Saved data entries:
——

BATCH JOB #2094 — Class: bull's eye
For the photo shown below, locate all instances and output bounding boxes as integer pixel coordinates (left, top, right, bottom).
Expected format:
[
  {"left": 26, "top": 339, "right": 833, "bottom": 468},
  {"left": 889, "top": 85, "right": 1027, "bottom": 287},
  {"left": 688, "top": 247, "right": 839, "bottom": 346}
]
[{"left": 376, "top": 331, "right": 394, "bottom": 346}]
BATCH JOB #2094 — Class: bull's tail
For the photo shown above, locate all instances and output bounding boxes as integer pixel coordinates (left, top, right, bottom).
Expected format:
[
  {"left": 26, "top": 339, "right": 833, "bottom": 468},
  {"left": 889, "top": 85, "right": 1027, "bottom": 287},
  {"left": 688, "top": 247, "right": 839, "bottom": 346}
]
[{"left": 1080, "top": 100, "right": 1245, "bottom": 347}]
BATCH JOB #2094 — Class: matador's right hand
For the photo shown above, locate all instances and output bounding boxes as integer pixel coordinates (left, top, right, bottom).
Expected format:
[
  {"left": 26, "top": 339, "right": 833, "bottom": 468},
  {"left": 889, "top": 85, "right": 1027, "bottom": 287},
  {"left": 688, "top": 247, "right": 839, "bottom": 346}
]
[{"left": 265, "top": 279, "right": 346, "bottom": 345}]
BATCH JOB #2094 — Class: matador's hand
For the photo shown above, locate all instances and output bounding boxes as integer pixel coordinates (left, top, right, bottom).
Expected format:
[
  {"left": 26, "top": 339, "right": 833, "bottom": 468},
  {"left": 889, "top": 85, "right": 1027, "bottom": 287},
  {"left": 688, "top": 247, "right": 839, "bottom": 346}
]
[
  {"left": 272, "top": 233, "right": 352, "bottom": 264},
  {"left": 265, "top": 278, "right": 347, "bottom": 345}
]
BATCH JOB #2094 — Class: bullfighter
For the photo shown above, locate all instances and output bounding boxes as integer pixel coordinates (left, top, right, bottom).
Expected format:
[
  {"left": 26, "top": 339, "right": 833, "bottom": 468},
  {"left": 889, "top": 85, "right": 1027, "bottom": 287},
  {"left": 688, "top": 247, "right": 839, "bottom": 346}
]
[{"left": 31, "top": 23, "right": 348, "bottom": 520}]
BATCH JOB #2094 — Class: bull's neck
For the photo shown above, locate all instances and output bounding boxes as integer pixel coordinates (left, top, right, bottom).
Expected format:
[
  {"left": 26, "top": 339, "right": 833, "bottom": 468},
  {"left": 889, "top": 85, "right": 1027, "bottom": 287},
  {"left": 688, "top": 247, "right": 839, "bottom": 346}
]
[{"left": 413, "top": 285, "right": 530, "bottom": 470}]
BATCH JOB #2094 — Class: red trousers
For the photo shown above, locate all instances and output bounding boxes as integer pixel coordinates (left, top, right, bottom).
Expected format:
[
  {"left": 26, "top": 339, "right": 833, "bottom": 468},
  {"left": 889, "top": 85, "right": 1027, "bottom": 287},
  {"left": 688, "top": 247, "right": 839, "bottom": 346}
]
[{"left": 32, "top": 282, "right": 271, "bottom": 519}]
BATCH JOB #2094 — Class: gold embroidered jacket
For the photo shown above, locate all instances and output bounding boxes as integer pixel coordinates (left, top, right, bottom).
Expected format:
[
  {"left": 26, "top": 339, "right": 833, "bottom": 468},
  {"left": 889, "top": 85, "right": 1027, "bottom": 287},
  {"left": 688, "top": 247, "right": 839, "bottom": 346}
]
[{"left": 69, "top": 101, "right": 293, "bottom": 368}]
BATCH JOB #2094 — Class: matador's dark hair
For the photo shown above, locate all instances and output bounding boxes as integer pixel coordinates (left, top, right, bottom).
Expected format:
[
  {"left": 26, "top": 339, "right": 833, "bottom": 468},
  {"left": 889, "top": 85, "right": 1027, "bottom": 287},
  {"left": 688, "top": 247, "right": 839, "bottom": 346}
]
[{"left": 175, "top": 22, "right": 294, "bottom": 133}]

——

◆ **EXERCISE REQUIREMENTS**: State only the number of lines in these entries that contain "matador".

◆ **FINISHED TASK**: 3